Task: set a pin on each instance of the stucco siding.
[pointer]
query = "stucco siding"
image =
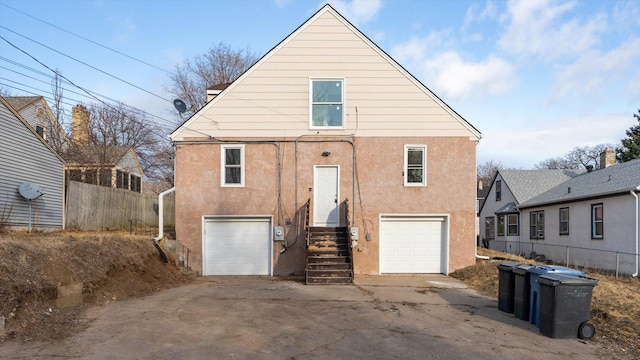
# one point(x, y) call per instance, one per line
point(24, 158)
point(374, 186)
point(619, 234)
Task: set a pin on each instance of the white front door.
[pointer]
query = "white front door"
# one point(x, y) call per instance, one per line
point(326, 207)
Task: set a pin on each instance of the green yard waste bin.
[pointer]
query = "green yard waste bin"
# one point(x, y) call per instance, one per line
point(535, 272)
point(506, 284)
point(522, 291)
point(565, 306)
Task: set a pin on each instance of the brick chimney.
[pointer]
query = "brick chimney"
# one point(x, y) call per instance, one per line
point(607, 158)
point(80, 125)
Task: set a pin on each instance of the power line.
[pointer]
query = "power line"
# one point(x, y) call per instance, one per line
point(88, 40)
point(81, 62)
point(62, 76)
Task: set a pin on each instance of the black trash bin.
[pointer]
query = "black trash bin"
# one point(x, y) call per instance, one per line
point(565, 305)
point(506, 284)
point(522, 292)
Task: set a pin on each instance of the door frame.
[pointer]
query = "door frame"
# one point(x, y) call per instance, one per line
point(315, 194)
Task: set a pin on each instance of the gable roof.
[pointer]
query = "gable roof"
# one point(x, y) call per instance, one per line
point(526, 184)
point(15, 112)
point(20, 102)
point(327, 9)
point(80, 155)
point(612, 180)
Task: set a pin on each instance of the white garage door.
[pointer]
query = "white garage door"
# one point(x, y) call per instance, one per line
point(237, 246)
point(413, 244)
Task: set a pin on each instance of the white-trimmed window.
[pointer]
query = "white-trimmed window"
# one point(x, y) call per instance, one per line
point(563, 214)
point(232, 165)
point(326, 104)
point(513, 225)
point(415, 165)
point(597, 221)
point(536, 225)
point(489, 227)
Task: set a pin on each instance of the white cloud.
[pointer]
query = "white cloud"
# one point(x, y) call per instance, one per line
point(549, 29)
point(282, 3)
point(516, 147)
point(475, 14)
point(593, 72)
point(458, 78)
point(358, 11)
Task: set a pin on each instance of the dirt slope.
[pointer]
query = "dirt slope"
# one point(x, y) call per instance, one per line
point(110, 266)
point(615, 306)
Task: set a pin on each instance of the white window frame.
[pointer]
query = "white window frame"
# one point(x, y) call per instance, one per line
point(342, 103)
point(223, 165)
point(594, 221)
point(509, 224)
point(405, 171)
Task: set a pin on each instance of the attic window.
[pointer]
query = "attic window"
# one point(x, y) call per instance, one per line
point(232, 169)
point(326, 104)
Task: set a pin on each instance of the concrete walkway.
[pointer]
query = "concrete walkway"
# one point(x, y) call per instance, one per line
point(381, 317)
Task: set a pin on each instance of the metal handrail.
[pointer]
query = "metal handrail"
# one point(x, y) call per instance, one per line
point(347, 216)
point(306, 220)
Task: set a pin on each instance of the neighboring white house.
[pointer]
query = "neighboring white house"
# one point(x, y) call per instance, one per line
point(499, 215)
point(591, 219)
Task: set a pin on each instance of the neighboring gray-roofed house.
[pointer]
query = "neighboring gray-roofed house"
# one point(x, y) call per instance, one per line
point(35, 111)
point(26, 157)
point(111, 166)
point(499, 216)
point(594, 211)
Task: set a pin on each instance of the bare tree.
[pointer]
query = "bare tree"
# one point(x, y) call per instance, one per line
point(578, 158)
point(220, 65)
point(487, 170)
point(555, 164)
point(56, 135)
point(120, 125)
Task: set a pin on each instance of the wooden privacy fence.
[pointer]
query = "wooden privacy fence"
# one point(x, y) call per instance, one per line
point(94, 207)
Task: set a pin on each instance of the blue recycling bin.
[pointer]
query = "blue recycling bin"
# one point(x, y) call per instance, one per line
point(535, 272)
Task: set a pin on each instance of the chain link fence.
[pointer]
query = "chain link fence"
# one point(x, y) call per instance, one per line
point(620, 262)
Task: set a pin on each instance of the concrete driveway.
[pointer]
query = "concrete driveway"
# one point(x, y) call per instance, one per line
point(380, 317)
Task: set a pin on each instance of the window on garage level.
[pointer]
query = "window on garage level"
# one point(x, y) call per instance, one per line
point(415, 165)
point(232, 165)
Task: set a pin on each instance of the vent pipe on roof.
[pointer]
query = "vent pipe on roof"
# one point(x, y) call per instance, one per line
point(633, 193)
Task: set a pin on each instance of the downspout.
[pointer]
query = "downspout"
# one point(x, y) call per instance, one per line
point(479, 226)
point(633, 193)
point(161, 224)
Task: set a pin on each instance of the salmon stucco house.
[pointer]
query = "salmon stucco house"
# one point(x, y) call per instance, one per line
point(326, 158)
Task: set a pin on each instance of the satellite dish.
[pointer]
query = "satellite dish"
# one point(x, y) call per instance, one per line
point(180, 105)
point(30, 191)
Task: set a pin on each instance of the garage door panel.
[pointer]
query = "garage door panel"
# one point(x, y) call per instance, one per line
point(237, 246)
point(411, 245)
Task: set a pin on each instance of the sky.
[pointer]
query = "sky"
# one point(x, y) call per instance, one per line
point(536, 77)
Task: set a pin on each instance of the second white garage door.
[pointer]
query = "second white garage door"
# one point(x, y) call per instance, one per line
point(413, 244)
point(237, 246)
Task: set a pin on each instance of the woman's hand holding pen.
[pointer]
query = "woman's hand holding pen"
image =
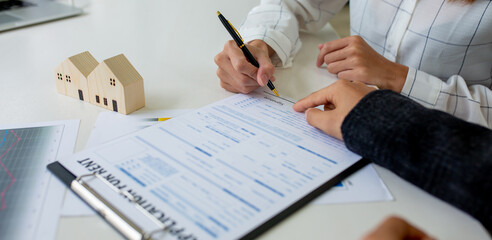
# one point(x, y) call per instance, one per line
point(351, 58)
point(236, 74)
point(338, 100)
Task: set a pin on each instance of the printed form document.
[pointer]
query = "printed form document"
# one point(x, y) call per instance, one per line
point(219, 172)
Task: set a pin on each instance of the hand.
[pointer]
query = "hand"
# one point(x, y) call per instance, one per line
point(237, 74)
point(395, 228)
point(338, 100)
point(353, 59)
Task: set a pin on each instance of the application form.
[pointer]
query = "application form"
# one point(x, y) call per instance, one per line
point(221, 171)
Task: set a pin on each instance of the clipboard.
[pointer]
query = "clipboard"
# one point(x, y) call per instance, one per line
point(238, 191)
point(130, 230)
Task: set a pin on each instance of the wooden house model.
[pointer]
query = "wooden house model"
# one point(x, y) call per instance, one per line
point(71, 75)
point(113, 84)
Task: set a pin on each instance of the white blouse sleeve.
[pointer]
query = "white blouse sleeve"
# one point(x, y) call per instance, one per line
point(472, 103)
point(278, 23)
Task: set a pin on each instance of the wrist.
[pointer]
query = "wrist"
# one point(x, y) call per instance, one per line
point(262, 45)
point(399, 77)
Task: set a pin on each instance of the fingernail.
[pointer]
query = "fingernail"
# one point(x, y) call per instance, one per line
point(265, 78)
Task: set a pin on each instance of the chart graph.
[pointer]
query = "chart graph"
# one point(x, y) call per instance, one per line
point(24, 153)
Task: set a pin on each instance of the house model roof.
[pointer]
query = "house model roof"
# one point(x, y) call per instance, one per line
point(123, 69)
point(84, 62)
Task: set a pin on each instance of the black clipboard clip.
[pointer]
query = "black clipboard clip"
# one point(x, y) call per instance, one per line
point(115, 217)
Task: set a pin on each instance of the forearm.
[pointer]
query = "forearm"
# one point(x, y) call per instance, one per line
point(278, 23)
point(443, 155)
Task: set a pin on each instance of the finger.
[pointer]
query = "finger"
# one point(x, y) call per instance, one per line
point(330, 47)
point(234, 77)
point(324, 121)
point(396, 228)
point(336, 67)
point(240, 82)
point(239, 61)
point(266, 70)
point(228, 87)
point(321, 97)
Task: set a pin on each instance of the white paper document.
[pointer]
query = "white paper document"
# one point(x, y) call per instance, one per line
point(363, 186)
point(109, 126)
point(30, 197)
point(218, 172)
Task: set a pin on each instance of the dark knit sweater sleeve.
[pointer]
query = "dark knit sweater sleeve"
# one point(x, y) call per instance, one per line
point(447, 157)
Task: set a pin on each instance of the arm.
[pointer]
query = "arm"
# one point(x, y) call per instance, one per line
point(445, 156)
point(471, 103)
point(278, 23)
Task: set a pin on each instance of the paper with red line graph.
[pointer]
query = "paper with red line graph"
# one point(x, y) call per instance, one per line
point(30, 197)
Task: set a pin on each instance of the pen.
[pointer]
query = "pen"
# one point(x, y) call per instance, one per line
point(239, 40)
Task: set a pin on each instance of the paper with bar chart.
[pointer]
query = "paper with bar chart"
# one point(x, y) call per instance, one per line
point(221, 171)
point(30, 197)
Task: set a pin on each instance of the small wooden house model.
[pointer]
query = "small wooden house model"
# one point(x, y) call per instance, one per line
point(116, 85)
point(113, 84)
point(71, 75)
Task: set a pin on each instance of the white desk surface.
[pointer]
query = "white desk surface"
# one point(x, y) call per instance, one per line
point(172, 44)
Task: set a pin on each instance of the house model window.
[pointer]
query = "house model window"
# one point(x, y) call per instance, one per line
point(125, 90)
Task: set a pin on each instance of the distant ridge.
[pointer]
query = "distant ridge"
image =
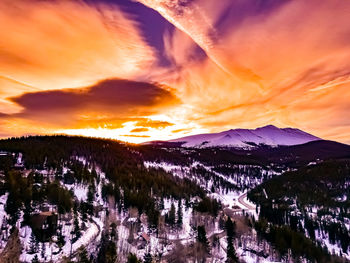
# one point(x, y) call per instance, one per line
point(246, 138)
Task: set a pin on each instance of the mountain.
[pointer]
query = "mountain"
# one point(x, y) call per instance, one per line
point(267, 135)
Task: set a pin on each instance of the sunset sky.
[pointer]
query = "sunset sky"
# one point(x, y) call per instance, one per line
point(140, 70)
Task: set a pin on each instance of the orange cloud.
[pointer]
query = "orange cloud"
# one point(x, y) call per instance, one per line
point(66, 44)
point(288, 65)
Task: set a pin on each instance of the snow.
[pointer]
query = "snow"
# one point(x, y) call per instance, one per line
point(268, 135)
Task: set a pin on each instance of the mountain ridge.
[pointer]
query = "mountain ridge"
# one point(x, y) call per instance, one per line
point(267, 135)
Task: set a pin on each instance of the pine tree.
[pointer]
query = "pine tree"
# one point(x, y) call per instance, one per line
point(147, 258)
point(90, 199)
point(179, 214)
point(171, 217)
point(43, 251)
point(33, 244)
point(133, 259)
point(230, 230)
point(83, 256)
point(76, 230)
point(202, 237)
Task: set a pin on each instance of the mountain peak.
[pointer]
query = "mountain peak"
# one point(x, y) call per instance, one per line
point(266, 135)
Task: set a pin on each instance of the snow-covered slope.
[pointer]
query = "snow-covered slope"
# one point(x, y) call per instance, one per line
point(268, 135)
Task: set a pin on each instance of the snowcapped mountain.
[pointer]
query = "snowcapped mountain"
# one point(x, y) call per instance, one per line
point(267, 135)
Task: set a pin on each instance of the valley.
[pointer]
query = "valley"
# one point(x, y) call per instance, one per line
point(75, 199)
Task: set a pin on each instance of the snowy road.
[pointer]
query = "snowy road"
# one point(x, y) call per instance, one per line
point(244, 203)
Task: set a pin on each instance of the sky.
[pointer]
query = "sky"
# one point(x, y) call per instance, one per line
point(141, 70)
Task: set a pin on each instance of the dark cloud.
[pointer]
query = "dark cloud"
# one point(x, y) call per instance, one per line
point(113, 94)
point(139, 130)
point(100, 104)
point(153, 124)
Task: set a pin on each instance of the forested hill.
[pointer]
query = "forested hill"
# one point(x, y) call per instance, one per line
point(313, 201)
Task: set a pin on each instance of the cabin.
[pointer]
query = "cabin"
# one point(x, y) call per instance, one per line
point(44, 225)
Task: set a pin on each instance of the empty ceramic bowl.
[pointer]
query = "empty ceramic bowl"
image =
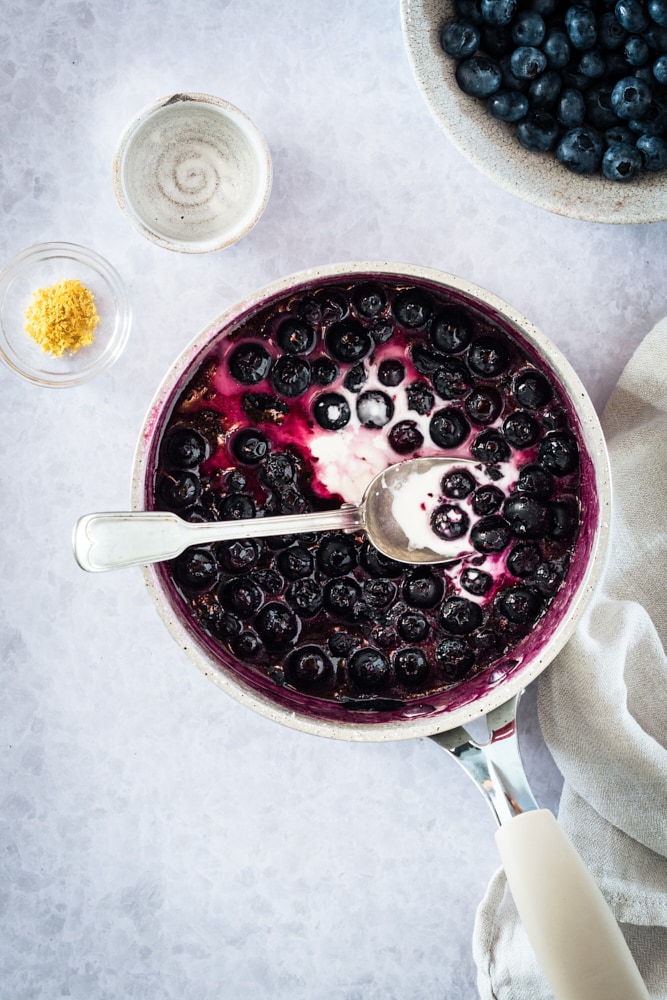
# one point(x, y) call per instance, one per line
point(192, 173)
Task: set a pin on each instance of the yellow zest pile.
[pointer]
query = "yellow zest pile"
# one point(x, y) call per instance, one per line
point(62, 317)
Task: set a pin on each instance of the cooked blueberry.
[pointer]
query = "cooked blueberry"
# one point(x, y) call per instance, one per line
point(488, 357)
point(476, 581)
point(336, 555)
point(524, 559)
point(295, 336)
point(277, 625)
point(449, 521)
point(178, 490)
point(331, 411)
point(249, 363)
point(405, 437)
point(559, 453)
point(369, 669)
point(490, 447)
point(391, 372)
point(487, 500)
point(324, 371)
point(196, 569)
point(374, 409)
point(238, 556)
point(347, 341)
point(483, 405)
point(290, 376)
point(491, 534)
point(532, 390)
point(243, 596)
point(250, 446)
point(455, 658)
point(413, 626)
point(420, 398)
point(535, 481)
point(459, 38)
point(457, 484)
point(451, 330)
point(305, 596)
point(563, 520)
point(411, 665)
point(520, 605)
point(527, 517)
point(185, 448)
point(448, 428)
point(520, 429)
point(236, 507)
point(369, 300)
point(413, 307)
point(379, 593)
point(309, 669)
point(451, 379)
point(422, 589)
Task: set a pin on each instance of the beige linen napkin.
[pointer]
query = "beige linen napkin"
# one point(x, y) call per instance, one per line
point(603, 708)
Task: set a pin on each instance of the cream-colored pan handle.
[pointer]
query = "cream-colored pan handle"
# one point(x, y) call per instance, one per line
point(573, 932)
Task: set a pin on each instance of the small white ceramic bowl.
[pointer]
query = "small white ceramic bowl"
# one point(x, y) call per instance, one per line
point(46, 264)
point(192, 173)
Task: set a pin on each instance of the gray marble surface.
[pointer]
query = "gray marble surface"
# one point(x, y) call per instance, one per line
point(157, 840)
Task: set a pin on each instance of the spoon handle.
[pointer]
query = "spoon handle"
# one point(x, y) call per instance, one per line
point(136, 538)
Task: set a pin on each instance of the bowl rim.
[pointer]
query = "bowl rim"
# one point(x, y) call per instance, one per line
point(489, 145)
point(256, 142)
point(86, 256)
point(513, 683)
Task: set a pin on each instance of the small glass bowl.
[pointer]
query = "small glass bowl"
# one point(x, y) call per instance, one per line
point(46, 264)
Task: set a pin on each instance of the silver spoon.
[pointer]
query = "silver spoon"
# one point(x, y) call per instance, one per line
point(395, 513)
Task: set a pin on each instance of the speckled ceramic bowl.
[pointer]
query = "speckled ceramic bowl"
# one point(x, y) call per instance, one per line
point(470, 698)
point(192, 173)
point(491, 146)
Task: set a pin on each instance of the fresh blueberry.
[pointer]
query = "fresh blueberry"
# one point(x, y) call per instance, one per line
point(490, 447)
point(488, 357)
point(249, 363)
point(374, 409)
point(296, 336)
point(405, 437)
point(411, 665)
point(491, 534)
point(479, 76)
point(507, 105)
point(420, 398)
point(331, 411)
point(460, 616)
point(308, 668)
point(369, 669)
point(449, 521)
point(451, 330)
point(459, 38)
point(324, 371)
point(347, 341)
point(413, 307)
point(290, 375)
point(527, 517)
point(422, 589)
point(476, 581)
point(448, 428)
point(538, 131)
point(336, 555)
point(581, 26)
point(455, 658)
point(621, 162)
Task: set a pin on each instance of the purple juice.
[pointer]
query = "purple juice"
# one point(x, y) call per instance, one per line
point(294, 407)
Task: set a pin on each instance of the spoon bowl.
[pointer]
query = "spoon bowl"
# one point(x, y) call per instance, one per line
point(397, 511)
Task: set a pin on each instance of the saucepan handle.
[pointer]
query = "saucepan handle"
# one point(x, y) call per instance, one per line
point(576, 939)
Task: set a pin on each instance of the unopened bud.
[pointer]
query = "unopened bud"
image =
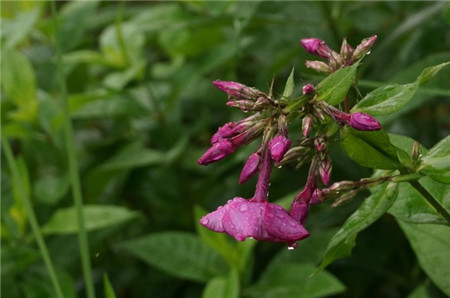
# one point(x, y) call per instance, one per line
point(318, 112)
point(307, 124)
point(320, 144)
point(243, 104)
point(325, 171)
point(308, 89)
point(237, 90)
point(299, 211)
point(278, 146)
point(217, 151)
point(250, 168)
point(346, 50)
point(416, 153)
point(344, 198)
point(317, 197)
point(318, 66)
point(363, 121)
point(364, 47)
point(316, 46)
point(228, 130)
point(341, 186)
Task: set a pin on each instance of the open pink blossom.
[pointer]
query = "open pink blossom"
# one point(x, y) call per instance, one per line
point(363, 121)
point(217, 151)
point(241, 219)
point(316, 47)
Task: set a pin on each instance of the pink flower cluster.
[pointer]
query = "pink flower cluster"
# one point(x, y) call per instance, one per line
point(256, 217)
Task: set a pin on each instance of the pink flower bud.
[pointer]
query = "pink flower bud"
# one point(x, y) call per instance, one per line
point(250, 168)
point(308, 89)
point(217, 151)
point(325, 171)
point(307, 124)
point(225, 131)
point(278, 147)
point(316, 47)
point(364, 47)
point(346, 50)
point(318, 66)
point(237, 90)
point(363, 121)
point(241, 218)
point(317, 197)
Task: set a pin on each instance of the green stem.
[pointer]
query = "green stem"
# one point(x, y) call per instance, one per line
point(441, 210)
point(17, 180)
point(119, 33)
point(73, 166)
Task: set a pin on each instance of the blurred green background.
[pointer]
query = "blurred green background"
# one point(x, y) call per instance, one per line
point(143, 108)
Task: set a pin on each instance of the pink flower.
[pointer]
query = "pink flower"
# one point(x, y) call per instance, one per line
point(316, 47)
point(250, 167)
point(278, 147)
point(325, 171)
point(241, 219)
point(308, 89)
point(363, 121)
point(228, 130)
point(217, 151)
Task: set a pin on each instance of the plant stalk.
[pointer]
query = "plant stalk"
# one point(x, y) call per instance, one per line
point(17, 180)
point(73, 165)
point(436, 205)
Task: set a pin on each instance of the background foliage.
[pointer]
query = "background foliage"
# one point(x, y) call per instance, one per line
point(143, 108)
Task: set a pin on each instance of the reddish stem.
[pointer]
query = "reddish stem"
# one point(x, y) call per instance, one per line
point(262, 186)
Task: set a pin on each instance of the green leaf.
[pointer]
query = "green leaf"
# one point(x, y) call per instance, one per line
point(370, 210)
point(20, 27)
point(431, 244)
point(180, 254)
point(311, 250)
point(64, 220)
point(19, 81)
point(223, 286)
point(49, 189)
point(389, 99)
point(334, 88)
point(295, 280)
point(217, 241)
point(109, 108)
point(419, 292)
point(290, 84)
point(412, 207)
point(371, 149)
point(107, 287)
point(436, 163)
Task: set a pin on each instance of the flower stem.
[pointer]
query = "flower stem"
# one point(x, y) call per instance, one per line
point(441, 210)
point(17, 180)
point(73, 165)
point(262, 186)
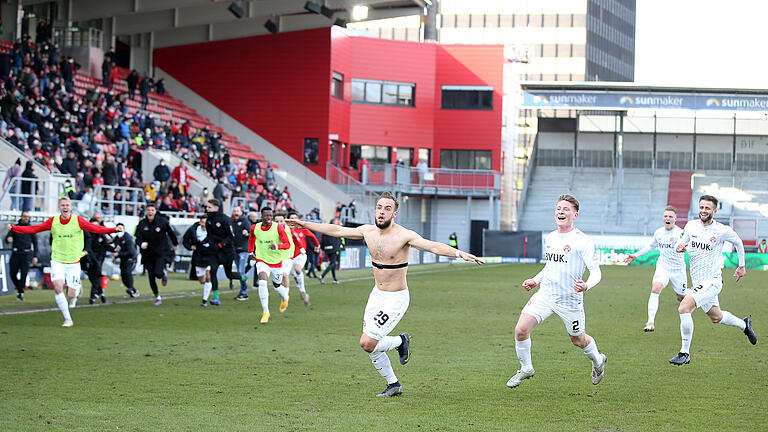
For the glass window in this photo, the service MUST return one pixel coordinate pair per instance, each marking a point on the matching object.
(337, 85)
(460, 97)
(358, 90)
(372, 92)
(405, 95)
(390, 94)
(382, 92)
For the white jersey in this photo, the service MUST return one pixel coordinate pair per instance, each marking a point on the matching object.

# Task prompt:
In the records above, find the line with "Task: set a pin on each instance of the reddish" and copy from it through the last line exactly, without the pictures.

# Exercise solution:
Task: set a pin on each instance of the reddish stem.
[pointer]
query = "reddish stem"
# one point(x, y) call per instance, one per line
point(262, 186)
Task: set a pin on each instance of the green leaf.
[pointer]
query = "green leaf"
# one point(x, y) call per instance, one per line
point(370, 210)
point(20, 27)
point(431, 244)
point(180, 254)
point(311, 250)
point(64, 220)
point(19, 81)
point(223, 286)
point(49, 189)
point(389, 99)
point(334, 88)
point(295, 280)
point(217, 241)
point(109, 108)
point(419, 292)
point(290, 84)
point(412, 207)
point(371, 149)
point(107, 287)
point(436, 163)
Task: set a pin on each instance of the flower stem.
[pointer]
query = "flower stem"
# one point(x, y) call per instance, one per line
point(441, 210)
point(17, 180)
point(73, 165)
point(262, 186)
For the glass window in this photo, the service MUST return one pixel coordinate pair per instance, each marking a point on the matching object.
(337, 85)
(460, 97)
(358, 90)
(372, 92)
(405, 95)
(390, 94)
(382, 92)
For the white jersey in this photo, the service MUST return one pixel coordinate pair per instance, each marking a point on the matching object.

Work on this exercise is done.